Copy every record exactly.

(Beginning of Task input)

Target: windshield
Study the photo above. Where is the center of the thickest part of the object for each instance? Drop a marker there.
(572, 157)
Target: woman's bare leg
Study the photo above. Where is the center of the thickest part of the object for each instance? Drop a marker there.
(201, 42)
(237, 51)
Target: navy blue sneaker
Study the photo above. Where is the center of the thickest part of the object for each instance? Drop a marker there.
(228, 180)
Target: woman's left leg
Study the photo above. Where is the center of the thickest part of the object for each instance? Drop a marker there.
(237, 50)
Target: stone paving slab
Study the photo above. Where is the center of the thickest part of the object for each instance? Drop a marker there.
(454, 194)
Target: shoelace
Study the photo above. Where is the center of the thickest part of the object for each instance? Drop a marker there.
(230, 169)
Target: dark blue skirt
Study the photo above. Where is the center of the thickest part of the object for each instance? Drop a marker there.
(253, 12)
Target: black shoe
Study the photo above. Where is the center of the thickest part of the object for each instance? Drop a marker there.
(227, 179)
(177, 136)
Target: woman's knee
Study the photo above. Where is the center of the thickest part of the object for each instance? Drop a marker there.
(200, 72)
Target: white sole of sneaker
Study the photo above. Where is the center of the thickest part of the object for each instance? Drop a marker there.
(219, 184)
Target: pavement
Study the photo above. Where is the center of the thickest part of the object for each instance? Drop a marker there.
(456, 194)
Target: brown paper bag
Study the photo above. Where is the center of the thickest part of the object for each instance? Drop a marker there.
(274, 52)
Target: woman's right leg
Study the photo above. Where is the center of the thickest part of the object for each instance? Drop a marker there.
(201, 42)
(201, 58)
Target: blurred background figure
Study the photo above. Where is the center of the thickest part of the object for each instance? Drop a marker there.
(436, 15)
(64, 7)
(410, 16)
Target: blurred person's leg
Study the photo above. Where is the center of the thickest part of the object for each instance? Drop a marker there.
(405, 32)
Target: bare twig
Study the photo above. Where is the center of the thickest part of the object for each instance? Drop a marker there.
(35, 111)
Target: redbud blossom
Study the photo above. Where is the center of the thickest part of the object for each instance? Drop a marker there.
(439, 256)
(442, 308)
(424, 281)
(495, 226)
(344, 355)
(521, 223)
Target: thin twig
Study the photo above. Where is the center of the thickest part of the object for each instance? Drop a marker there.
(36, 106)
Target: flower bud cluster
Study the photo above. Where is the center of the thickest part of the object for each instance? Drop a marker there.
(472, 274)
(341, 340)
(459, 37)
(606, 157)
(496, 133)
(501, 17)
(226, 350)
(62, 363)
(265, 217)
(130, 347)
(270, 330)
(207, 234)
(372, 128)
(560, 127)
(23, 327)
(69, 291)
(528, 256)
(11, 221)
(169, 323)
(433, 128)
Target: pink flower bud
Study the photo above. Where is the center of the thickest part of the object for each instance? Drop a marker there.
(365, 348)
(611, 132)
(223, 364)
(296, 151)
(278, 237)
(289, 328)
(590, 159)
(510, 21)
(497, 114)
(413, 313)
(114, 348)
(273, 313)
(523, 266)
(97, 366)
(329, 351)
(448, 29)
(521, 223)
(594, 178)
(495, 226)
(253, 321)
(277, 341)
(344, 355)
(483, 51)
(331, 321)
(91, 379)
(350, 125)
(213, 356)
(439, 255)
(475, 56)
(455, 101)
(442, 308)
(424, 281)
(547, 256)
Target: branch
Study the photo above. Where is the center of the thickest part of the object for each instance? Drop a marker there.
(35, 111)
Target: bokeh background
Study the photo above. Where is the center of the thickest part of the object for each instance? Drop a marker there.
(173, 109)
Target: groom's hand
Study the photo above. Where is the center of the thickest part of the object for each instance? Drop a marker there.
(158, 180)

(End of Task input)

▶ [Answer]:
Target: windshield
Study the photo above. Where is the center of the thickest part of the object for each instance? Drop a marker there.
(572, 157)
Target: woman's bare leg
Study the photo above. Where is the center of the thickest part of the object for each instance? Drop a marker there.
(201, 42)
(237, 51)
Target: navy blue sneaker
Study the photo above. Where is the center of the thickest part of the object for each instance? Drop a marker there.
(228, 180)
Target: woman's left leg
Study the photo above. Where is the center of the thickest part of the object for each instance? Drop a marker there.
(237, 50)
Target: stone paving slab
Study the photo above. Where is the center of the thickest part of the object for each instance? Drop a marker there.
(454, 194)
Target: shoelace
Study the photo above. Where is the center of the thickest part of the object for each instance? Drop a marker there.
(230, 169)
Target: dark blue skirt
Study the photo above. Where is the center of the thickest part of the object for each instance? Drop a marker there.
(253, 12)
Target: black shoe
Study the photo above. Where is the center of the thickest part of the object for each instance? Drop a marker there.
(227, 179)
(177, 136)
Target: woman's knee
Study the photo above. Where is the center of the thickest part of the object for each instance? Drop a marker there.
(200, 72)
Target: white sole of sneaker
Study the photo above. Where is the center of the thickest part of the object for each instance? Drop a marker there.
(219, 184)
Target: pavement
Study the photo above. Where is the center of the thickest part of the object for each instance? Drop a marker there.
(456, 194)
Target: brown paper bag
Study the photo above. Where is the center of the thickest part of the object for each instance? Drop a marker there.
(274, 52)
Target: woman's right leg
Study the photo above. Where is the center of the thickest part of the object for each instance? Drop a marker there.
(201, 42)
(201, 58)
Target: blurred background figure
Study the photo above. Where is the center of the thickest part of the object for each instance? Drop a marker there.
(436, 15)
(64, 7)
(410, 16)
Target: blurred person's leg
Study the photo above. Where is the center of the thickest part of the object for each instance? Drop a marker there.
(405, 32)
Target: bare twig
Study the photo above. Where is the center of the thickest part of the object for each instance? Drop a marker there.
(35, 111)
Target: redbud blossom
Study the photo above. Where is the center of the thickest part of the object for each instance? Drop a marker there.
(439, 256)
(442, 308)
(424, 281)
(495, 226)
(344, 355)
(521, 223)
Target: thin twig
Study the photo above. Where is the center of the thickest part of the object for each instance? Drop a marker there.
(36, 106)
Target: flower bud cluster
Study the photo above. Where is the center of the thickest part of the object for each instance? Drop a marker there.
(472, 274)
(341, 340)
(459, 37)
(606, 157)
(496, 133)
(501, 17)
(226, 350)
(62, 363)
(265, 217)
(130, 347)
(270, 330)
(207, 234)
(372, 128)
(560, 127)
(23, 327)
(69, 291)
(528, 256)
(11, 221)
(169, 323)
(433, 128)
Target: pink flower bud
Study the photo above. Where is the center of the thickest part of the object for each instance? Drop a marker there.
(365, 348)
(611, 132)
(223, 364)
(296, 151)
(278, 237)
(289, 328)
(590, 159)
(510, 21)
(497, 114)
(413, 313)
(114, 348)
(273, 313)
(523, 266)
(97, 366)
(329, 351)
(448, 29)
(521, 223)
(594, 178)
(495, 226)
(253, 321)
(277, 341)
(344, 355)
(483, 51)
(331, 321)
(91, 379)
(350, 125)
(213, 356)
(439, 255)
(475, 56)
(455, 101)
(442, 308)
(424, 281)
(547, 256)
Target: branch
Study the photo above. Where is the center of the thickest part of the object for each instance? Drop a marker there.
(35, 111)
Target: bokeh background
Study the photo above. Where is the center of the thickest part of the object for each instance? Drop a marker there.
(173, 109)
Target: groom's hand
Study the photo above. Where is the center of the thickest part of the object for each instance? Drop a marker there.
(158, 180)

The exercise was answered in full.